Task to carry out »
From the first line to the last, retype the records exactly and skip the pictures.

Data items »
###

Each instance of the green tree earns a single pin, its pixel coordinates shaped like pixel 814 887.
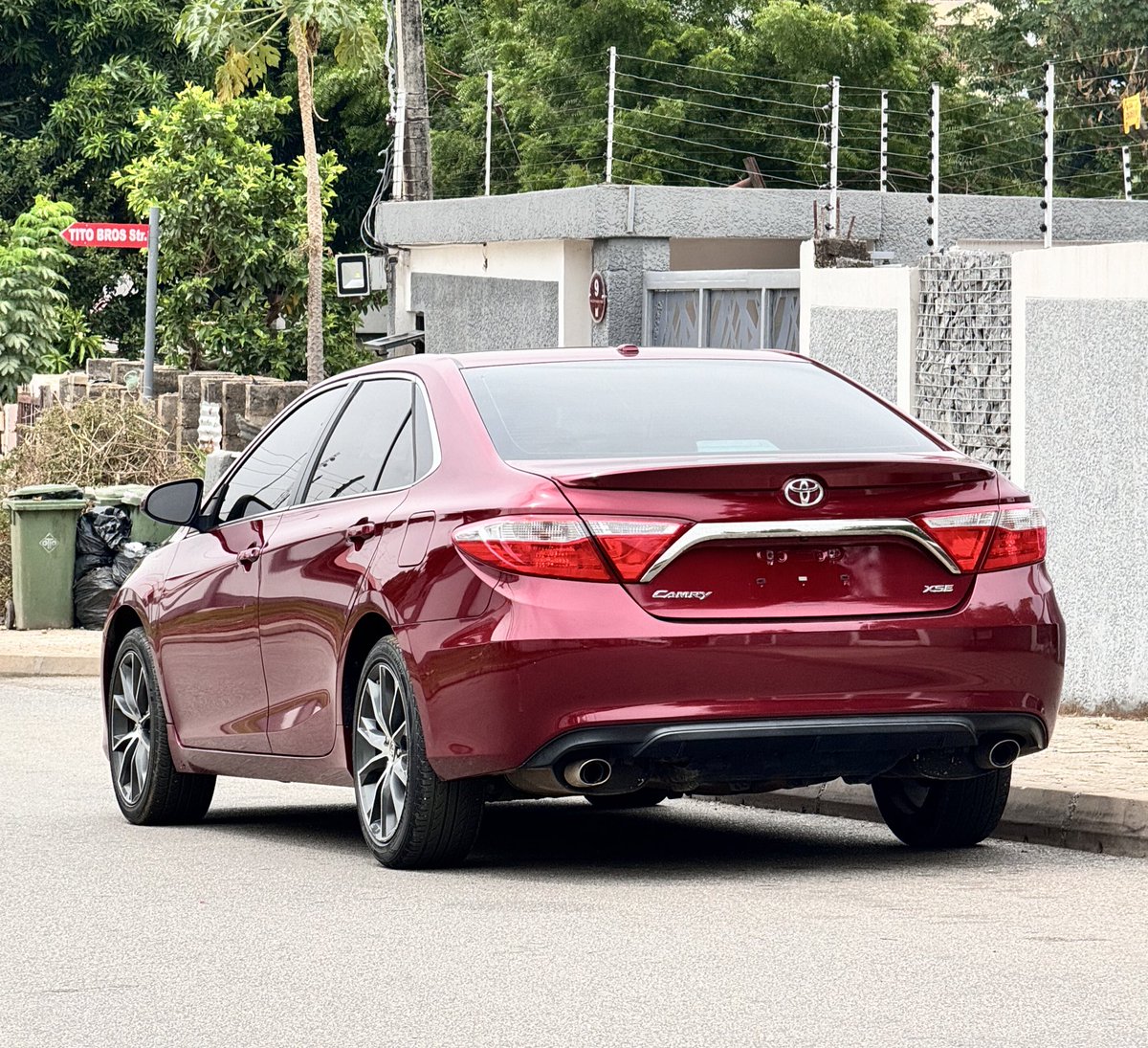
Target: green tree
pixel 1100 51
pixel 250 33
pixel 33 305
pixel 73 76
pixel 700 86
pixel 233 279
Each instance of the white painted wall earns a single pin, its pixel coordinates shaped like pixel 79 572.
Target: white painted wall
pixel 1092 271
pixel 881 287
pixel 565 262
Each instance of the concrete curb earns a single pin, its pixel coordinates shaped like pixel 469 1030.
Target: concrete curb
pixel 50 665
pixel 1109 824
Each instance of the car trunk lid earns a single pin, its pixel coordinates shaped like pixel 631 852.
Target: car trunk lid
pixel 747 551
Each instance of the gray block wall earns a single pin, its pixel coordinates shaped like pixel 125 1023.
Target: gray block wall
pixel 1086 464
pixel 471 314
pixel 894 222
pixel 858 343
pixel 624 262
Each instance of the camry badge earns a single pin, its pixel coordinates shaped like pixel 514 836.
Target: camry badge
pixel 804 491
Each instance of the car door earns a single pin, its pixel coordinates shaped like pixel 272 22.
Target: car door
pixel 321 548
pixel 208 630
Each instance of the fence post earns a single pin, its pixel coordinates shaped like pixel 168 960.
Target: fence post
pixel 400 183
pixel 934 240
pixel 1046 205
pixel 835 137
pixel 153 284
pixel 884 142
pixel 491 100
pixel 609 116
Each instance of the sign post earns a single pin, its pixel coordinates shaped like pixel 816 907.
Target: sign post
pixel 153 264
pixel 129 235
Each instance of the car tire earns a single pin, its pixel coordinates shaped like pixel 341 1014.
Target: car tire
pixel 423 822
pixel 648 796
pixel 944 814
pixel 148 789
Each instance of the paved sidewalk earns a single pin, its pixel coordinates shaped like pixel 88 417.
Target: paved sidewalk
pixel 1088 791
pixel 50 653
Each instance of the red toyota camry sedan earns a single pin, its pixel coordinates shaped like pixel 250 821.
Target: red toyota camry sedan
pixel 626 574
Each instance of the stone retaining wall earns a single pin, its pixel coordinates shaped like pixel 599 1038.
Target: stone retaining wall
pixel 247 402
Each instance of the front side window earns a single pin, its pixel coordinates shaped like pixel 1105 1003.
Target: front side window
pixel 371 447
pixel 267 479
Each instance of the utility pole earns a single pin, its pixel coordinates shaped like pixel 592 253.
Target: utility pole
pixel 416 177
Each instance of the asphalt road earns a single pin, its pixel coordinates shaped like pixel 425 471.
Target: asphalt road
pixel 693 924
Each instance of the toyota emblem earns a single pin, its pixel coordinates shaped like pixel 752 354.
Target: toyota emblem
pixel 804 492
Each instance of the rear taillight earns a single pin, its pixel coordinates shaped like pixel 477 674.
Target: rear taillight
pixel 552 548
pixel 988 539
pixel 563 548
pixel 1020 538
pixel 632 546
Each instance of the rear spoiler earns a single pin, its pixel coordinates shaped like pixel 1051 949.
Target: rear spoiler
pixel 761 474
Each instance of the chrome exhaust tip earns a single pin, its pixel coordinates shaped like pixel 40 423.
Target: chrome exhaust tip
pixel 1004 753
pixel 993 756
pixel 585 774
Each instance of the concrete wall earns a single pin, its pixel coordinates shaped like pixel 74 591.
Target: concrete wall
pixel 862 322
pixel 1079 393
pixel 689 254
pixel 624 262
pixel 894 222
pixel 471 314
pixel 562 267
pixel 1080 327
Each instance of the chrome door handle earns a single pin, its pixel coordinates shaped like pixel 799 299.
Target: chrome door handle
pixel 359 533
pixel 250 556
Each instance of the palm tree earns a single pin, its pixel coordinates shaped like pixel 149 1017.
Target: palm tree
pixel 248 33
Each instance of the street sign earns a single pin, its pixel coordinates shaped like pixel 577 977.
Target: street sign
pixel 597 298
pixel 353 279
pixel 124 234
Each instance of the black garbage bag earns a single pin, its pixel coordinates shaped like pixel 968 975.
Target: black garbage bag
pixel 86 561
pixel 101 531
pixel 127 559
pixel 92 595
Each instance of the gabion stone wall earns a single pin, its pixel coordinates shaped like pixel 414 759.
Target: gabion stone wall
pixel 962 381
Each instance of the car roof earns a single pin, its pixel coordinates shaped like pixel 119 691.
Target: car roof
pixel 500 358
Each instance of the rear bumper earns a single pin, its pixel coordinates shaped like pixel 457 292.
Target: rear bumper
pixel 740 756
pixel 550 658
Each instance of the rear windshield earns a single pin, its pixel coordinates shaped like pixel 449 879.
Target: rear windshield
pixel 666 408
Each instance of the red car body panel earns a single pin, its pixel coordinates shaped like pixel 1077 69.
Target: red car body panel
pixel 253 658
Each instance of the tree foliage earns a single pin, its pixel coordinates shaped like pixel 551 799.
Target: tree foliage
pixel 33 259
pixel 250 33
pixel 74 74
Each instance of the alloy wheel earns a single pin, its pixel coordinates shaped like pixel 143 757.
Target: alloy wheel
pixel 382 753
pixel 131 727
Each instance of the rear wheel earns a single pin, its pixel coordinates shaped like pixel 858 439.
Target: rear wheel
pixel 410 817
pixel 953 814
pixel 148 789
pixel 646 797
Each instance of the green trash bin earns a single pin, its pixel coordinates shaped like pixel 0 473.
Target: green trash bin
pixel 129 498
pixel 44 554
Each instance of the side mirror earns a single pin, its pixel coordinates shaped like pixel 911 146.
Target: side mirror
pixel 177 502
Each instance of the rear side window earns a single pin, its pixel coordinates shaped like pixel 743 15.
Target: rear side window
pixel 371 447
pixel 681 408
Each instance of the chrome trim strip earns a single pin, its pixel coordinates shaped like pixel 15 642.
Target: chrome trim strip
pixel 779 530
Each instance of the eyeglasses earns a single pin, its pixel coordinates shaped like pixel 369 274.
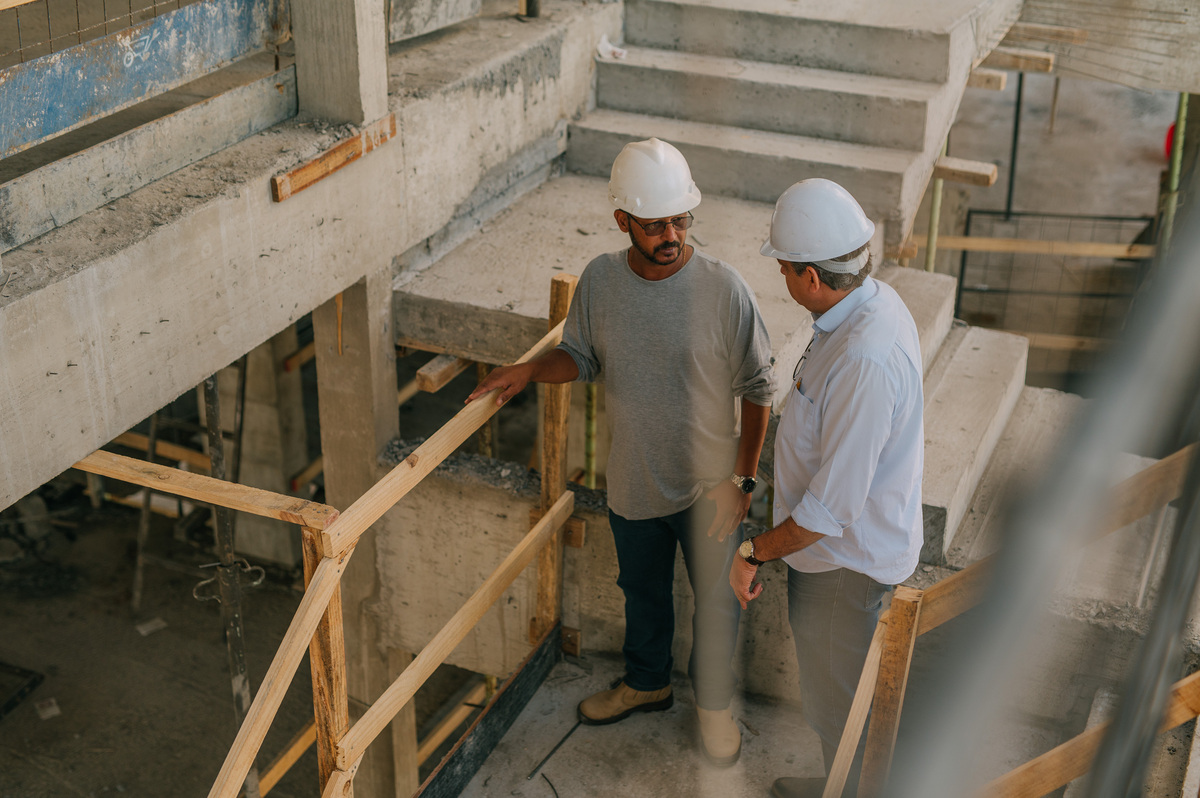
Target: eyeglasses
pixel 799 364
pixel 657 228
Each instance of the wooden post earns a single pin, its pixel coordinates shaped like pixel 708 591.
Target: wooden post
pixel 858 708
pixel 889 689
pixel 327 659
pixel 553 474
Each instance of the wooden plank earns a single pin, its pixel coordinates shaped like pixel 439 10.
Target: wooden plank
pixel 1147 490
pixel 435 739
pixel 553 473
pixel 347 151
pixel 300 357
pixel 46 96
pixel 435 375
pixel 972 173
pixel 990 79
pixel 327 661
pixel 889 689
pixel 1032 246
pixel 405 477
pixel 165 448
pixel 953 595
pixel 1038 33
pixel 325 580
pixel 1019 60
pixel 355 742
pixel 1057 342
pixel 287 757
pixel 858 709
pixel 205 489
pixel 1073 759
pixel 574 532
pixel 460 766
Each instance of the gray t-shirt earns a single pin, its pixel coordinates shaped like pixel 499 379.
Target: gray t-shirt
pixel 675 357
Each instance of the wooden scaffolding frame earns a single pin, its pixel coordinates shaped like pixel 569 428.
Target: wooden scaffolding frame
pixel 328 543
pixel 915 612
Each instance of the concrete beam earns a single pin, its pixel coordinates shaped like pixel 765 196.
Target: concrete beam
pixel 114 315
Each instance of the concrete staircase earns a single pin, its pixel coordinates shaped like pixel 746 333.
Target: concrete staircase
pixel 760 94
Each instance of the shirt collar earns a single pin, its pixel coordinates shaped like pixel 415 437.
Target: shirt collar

###

Answer to this exercise »
Each instance of the green tree earns a single pin, its pixel coordinates shaped like pixel 814 887.
Target: green tree
pixel 1100 51
pixel 250 33
pixel 33 305
pixel 73 76
pixel 700 86
pixel 233 279
Each instance of the white painted wall earns a single pin, its pixel coordinates shaped like pixel 79 572.
Target: white painted wall
pixel 1092 271
pixel 881 287
pixel 565 262
Each instance of the concrete curb earns a single pin, its pixel coordinates shaped like pixel 469 1030.
Target: concrete curb
pixel 50 665
pixel 1109 824
Each instance of the car trunk lid earns a single pin, its pixel coordinates shaped like pixel 631 852.
Target: car trunk lid
pixel 747 551
Each instance of the gray block wall earns a single pin, its pixel coordinates shaped like pixel 125 1023.
Target: gray block wall
pixel 1086 464
pixel 471 314
pixel 894 222
pixel 858 343
pixel 624 262
Each instance of the camry badge earns a single pin, its pixel coordinates shaped like pixel 514 836.
Target: camry badge
pixel 804 491
Each instance of the car door earns a single pin, its pixel coordinates shaped like pixel 272 22.
Target: car door
pixel 321 548
pixel 208 630
Each instance of the fence post earns a single pin, its pixel coordinates shaped like pixel 168 960.
Target: fence post
pixel 400 183
pixel 934 240
pixel 1046 205
pixel 835 137
pixel 153 284
pixel 884 142
pixel 491 100
pixel 609 116
Each instance of the sign post earns a single pin, its pixel coordinates shaped like pixel 816 907.
Target: sign post
pixel 153 264
pixel 129 235
Each instance of the car tire earns a single pin, its pixel coordinates shaped like pixel 341 1014.
Target: car tire
pixel 423 822
pixel 648 796
pixel 944 814
pixel 148 789
Each instance of the paved sidewalk earns a single pin, its pixel coordinates shaped like pixel 88 417.
Target: paved sidewalk
pixel 1088 791
pixel 50 653
Each instance of the red toyota camry sedan earns a single pin, its pixel coordinates shaped like pixel 250 821.
Target: red toyota camry sedan
pixel 626 574
Each instance of the stone retaining wall earns a single pin, its pixel coordinates shaped like pixel 599 1038.
Target: stone retaining wall
pixel 247 402
Each instance of the front side window earns a single pin, its pixel coordinates shaped like pixel 1105 1003.
Target: front side window
pixel 371 447
pixel 267 479
Each instance of the utility pole earns a single pin, its pixel coordinates shaped like pixel 592 253.
Target: utility pole
pixel 416 177
Each instance of the asphalt road earns a single pin, its pixel coordinates shaped like pixel 425 471.
Target: asphalt road
pixel 693 924
Each instance of the toyota emblem earns a single pin, its pixel coordinates shaped like pixel 752 354.
Target: toyota emblem
pixel 804 492
Each instance of the rear taillight earns a single pin, its pixel coordinates shaped like pixel 477 674.
Target: rear taillight
pixel 552 548
pixel 988 539
pixel 563 548
pixel 1020 538
pixel 632 546
Each instance of the rear spoiler earns a single pin, its pixel coordinates shaped like pixel 1051 949.
Target: rear spoiler
pixel 761 474
Each instance of the chrome exhaust tip earns a single pin, its pixel coordinates shaped like pixel 40 423.
Target: chrome exhaust tip
pixel 1004 753
pixel 993 756
pixel 585 774
Each instance of the concrete wall earns a single pin, its pixel coordinates shaped like pixel 74 591.
Target: concrete wall
pixel 862 322
pixel 1079 393
pixel 689 254
pixel 624 262
pixel 894 222
pixel 471 314
pixel 562 267
pixel 1080 327
Each instance of the chrome door handle earns a single pin, its pixel coordinates shaped like pixel 799 299.
Target: chrome door handle
pixel 359 533
pixel 250 556
Each instance of the palm tree earns a single pin, its pixel coordinates shaped like pixel 149 1017.
Target: palm tree
pixel 248 33
Each instance of the street sign earns a single pin, its pixel coordinates shaped like pixel 577 977.
Target: street sign
pixel 597 298
pixel 353 279
pixel 124 234
Each instance of the black garbage bag earns a single pin, its pixel coordinates shaped like pixel 968 975.
Target: black garbage bag
pixel 86 561
pixel 101 531
pixel 127 559
pixel 92 595
Each instance of the gabion stone wall earns a single pin, its pixel coordinates shaped like pixel 414 759.
Target: gabion stone wall
pixel 962 381
Each instance of the car roof earns a single pin, its pixel coordinates shaped like pixel 119 691.
Target: car roof
pixel 500 358
Each instance of the rear bumper earns a single pin, its pixel coordinates shaped like pixel 457 292.
Target: rear bumper
pixel 740 756
pixel 550 658
Each instance of the rear windshield earns a single pin, its pixel coordinates shaped like pixel 449 879.
Target: rear windshield
pixel 666 408
Each instance of the red car body panel earns a single pin, its pixel coordinates shaped like pixel 1077 69.
Target: red car body panel
pixel 253 658
Each instance of the tree foliage earns a single pin, its pixel coordinates shaped like pixel 551 799.
Target: tree foliage
pixel 33 259
pixel 250 33
pixel 74 74
Each instance of the alloy wheel earns a single pin, its pixel coordinates shaped like pixel 143 757.
Target: alloy wheel
pixel 382 753
pixel 131 727
Each instance of the rear wheel earns a single pin, its pixel coordinates shaped like pixel 858 439.
Target: rear wheel
pixel 410 817
pixel 953 814
pixel 148 789
pixel 646 797
Each instance of the green trash bin earns a single pin, its pixel coordinates shaped like pixel 0 473.
Target: green trash bin
pixel 129 498
pixel 44 554
Each instance of the side mirror earns a single pin, its pixel coordinates shaped like pixel 911 146.
Target: side mirror
pixel 177 502
Each instance of the rear side window earns a single pin, its pixel coordinates shaped like pixel 743 15.
Target: rear side window
pixel 371 447
pixel 681 408
Each instance of the chrome trim strip earns a single pin, its pixel coordinates shaped like pixel 15 642.
Target: chrome trim strip
pixel 779 530
Each instance of the eyeglasses earns a single pin, its pixel coordinates shaped like pixel 369 274.
Target: eyeglasses
pixel 799 364
pixel 657 228
Each instance of the wooden post earns a single pin, its pixel coordinates shaped like pixel 708 591.
Target: wooden post
pixel 858 708
pixel 889 689
pixel 327 659
pixel 553 474
Each instance of the wooden plank earns a single pin, its pixel coordinates shaped like pixel 439 10.
Target: wooden plank
pixel 1147 490
pixel 435 739
pixel 553 473
pixel 347 151
pixel 300 357
pixel 46 96
pixel 435 375
pixel 972 173
pixel 990 79
pixel 327 661
pixel 889 689
pixel 1032 246
pixel 405 477
pixel 165 448
pixel 953 595
pixel 1038 33
pixel 325 580
pixel 1019 60
pixel 355 742
pixel 1057 342
pixel 287 757
pixel 858 709
pixel 205 489
pixel 1073 759
pixel 574 532
pixel 460 766
Each instance of the gray t-shirt earns a single pin, its pixel coordinates shaped like pixel 499 379.
Target: gray t-shirt
pixel 675 357
Each instance of the wooden scaffolding frame earns a single pin, its pixel coordinates shaped like pixel 569 428.
Target: wooden scaffolding frame
pixel 328 543
pixel 915 612
Each instance of the concrete beam earns a single pin, its pixel coordinates shaped like pixel 765 196.
Target: concrete beam
pixel 114 315
Each instance of the concrete staircase earns a single pin, its pixel coordinates shaped like pixel 746 333.
Target: concrete staircase
pixel 760 94
Each instance of the shirt collar earns a single pin, its pixel coordinates shaped like pixel 415 437.
Target: shirt collar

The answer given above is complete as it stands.